* Provided passage
2

I am struggling to get the Absolute paths for the images that I am scraping from my website. I have looked at the documentation on jsoup.org but I cannot get the abs:src to work. I don't know how to implement the abs:src or where to add it.

<cfhttp method="get" url="https://theculturecook.com/recipe-slowroasted-pork-belly.html" result="theresult">        
<cfscript>
    Jsoup = createObject("java", "org.jsoup.Jsoup");
    html = "#theresult.filecontent#";
    doc = Jsoup.parse(html);
    tags = doc.select("img[src$=.jpg]");
</cfscript>
<cfset images = "">
<cfloop index="e" array="#tags#">
    <cfoutput>
       <cfset images = ListAppend(images,#e.attr("src")#)>
    </cfoutput>
</cfloop>
<cfloop list="#images#" index="a">
    <cfoutput>#a#<br></cfoutput>
</cfloop>

1 Answers1

3

The issue you are facing is that you are passing html content to JSOUP. If you need absolute paths, then you need to use to following to connect.

* Dataset extract
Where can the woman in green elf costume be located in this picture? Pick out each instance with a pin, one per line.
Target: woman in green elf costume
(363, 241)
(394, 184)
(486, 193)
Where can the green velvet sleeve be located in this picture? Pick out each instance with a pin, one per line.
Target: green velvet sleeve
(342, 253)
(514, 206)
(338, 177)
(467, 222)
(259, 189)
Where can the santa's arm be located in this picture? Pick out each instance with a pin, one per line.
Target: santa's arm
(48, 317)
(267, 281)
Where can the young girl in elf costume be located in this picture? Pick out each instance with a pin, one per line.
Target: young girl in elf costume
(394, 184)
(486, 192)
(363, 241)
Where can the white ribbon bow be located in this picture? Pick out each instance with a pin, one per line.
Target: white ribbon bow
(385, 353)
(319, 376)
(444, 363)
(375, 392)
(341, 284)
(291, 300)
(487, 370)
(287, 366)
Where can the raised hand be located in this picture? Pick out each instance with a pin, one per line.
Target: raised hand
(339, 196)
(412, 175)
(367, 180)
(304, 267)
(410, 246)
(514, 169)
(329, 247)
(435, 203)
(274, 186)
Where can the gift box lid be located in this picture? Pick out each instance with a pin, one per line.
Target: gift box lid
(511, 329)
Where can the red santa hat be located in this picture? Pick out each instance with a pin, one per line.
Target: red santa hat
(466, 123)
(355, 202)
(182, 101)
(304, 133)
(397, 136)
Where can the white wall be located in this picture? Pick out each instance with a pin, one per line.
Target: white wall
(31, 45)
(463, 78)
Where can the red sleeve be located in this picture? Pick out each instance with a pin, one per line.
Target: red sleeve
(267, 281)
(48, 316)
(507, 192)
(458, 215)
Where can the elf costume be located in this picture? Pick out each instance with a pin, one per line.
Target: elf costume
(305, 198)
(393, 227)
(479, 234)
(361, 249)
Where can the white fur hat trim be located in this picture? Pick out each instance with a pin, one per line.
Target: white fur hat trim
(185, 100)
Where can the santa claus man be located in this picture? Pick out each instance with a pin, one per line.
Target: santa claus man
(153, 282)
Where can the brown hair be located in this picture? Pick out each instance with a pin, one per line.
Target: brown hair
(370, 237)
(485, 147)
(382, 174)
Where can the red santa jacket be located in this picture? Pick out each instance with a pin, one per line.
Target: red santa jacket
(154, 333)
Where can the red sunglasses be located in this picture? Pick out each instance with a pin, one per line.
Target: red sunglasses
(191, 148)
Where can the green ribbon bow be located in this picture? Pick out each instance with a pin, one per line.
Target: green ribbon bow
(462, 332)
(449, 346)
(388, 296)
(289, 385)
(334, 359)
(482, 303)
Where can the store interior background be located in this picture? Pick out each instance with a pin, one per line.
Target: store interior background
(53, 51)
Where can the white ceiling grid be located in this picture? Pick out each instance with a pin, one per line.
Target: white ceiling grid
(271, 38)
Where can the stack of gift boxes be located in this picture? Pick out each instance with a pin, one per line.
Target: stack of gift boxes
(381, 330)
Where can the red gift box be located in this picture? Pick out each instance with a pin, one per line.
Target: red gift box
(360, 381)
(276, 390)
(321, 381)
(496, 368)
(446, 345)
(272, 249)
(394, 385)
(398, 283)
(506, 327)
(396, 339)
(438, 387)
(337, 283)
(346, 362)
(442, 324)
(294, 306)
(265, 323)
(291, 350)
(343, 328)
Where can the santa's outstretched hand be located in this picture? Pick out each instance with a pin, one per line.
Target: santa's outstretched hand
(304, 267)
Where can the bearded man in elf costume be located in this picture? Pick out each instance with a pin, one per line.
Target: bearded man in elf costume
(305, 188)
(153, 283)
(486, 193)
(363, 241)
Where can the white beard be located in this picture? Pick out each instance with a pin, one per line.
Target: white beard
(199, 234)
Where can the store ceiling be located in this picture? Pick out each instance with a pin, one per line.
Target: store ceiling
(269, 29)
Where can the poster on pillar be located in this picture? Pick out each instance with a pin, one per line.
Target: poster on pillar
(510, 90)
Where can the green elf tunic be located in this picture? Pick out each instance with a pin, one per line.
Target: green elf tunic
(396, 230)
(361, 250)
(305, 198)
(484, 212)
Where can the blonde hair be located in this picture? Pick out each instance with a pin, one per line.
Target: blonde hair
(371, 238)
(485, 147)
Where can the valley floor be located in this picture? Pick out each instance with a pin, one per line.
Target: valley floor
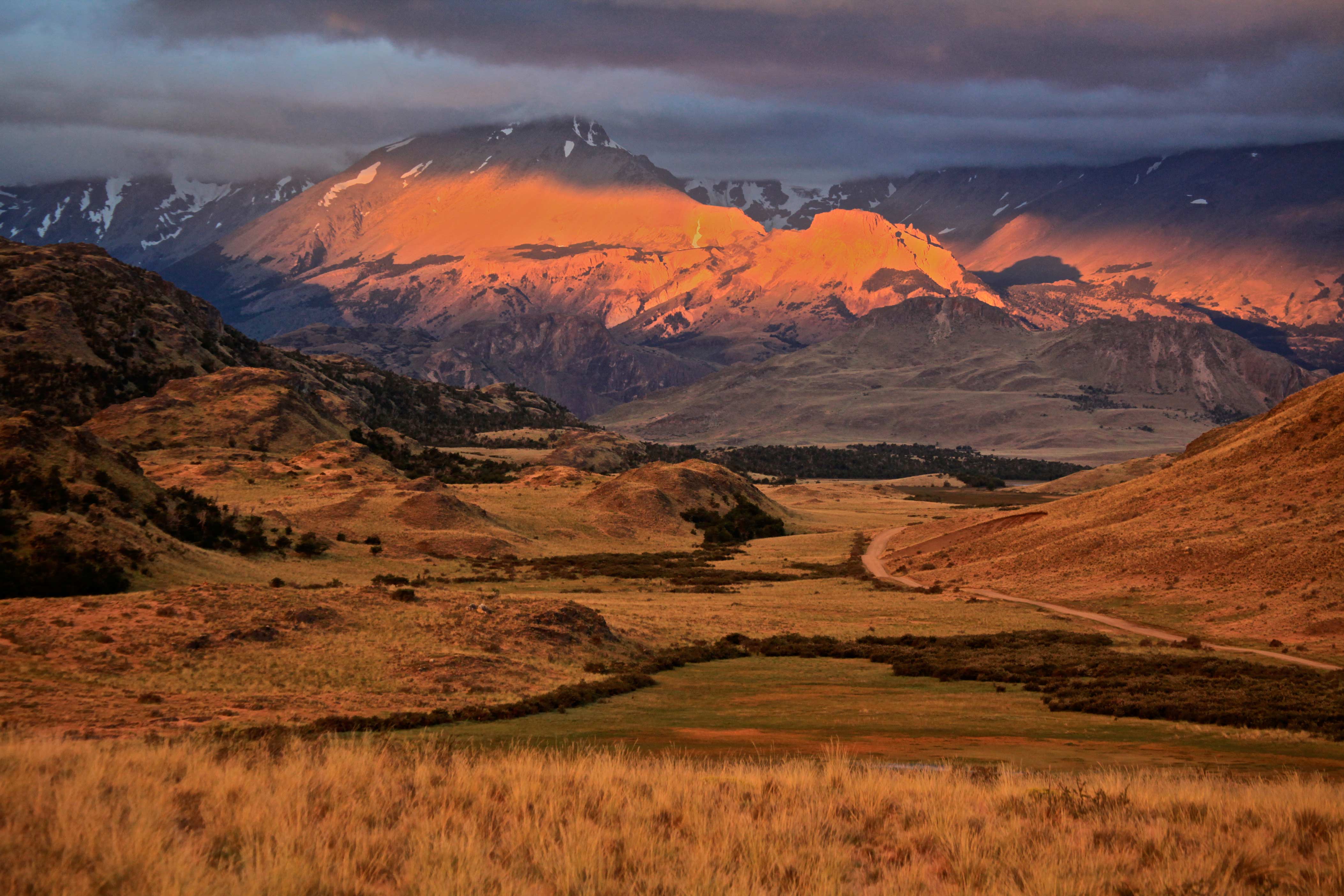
(186, 765)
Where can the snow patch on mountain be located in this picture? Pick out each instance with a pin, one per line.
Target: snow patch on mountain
(359, 181)
(417, 170)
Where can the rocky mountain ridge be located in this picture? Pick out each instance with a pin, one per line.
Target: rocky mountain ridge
(150, 221)
(958, 371)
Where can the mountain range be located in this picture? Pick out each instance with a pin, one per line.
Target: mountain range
(549, 256)
(958, 371)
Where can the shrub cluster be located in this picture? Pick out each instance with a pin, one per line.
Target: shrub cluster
(1086, 674)
(681, 569)
(53, 569)
(738, 526)
(565, 698)
(202, 522)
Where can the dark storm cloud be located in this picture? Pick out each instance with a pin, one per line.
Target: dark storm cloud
(772, 43)
(810, 91)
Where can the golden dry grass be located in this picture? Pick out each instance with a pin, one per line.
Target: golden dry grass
(420, 817)
(120, 664)
(1240, 541)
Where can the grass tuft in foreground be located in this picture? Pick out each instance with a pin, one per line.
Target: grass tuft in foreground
(366, 816)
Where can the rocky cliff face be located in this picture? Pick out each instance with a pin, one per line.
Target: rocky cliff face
(81, 331)
(497, 223)
(1249, 233)
(569, 358)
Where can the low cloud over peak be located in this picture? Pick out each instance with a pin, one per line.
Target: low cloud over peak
(807, 91)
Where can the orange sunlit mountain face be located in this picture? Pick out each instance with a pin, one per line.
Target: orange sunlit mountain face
(437, 244)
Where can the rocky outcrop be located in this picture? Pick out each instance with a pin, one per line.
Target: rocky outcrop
(570, 358)
(81, 331)
(453, 230)
(958, 371)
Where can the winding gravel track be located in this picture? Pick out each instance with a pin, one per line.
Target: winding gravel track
(873, 562)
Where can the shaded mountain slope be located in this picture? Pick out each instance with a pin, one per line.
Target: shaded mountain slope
(959, 371)
(1245, 531)
(572, 358)
(153, 222)
(238, 406)
(81, 331)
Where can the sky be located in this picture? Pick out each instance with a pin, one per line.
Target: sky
(810, 92)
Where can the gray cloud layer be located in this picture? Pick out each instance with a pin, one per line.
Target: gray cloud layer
(810, 91)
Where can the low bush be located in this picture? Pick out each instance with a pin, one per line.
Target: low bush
(741, 524)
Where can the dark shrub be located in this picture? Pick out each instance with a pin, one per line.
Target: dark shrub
(744, 523)
(311, 545)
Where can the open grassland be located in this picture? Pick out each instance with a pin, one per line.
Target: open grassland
(248, 655)
(1240, 541)
(789, 706)
(374, 816)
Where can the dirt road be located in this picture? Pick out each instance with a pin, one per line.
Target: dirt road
(873, 562)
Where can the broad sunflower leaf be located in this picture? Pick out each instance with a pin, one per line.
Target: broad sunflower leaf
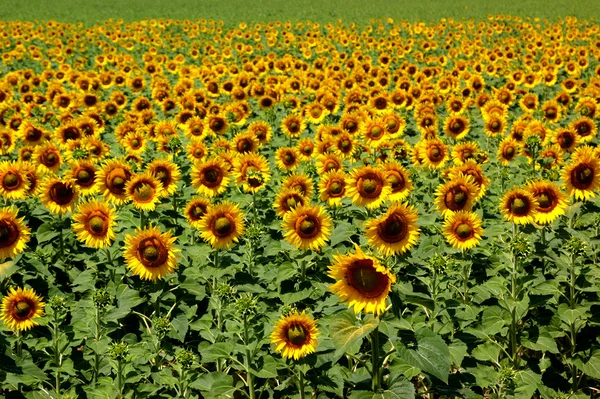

* Job
List every distinct ColdFusion tag name that appears in the code of the jsoup thread.

* Response to the task
cfhttp, cfscript, cfset, cfloop, cfoutput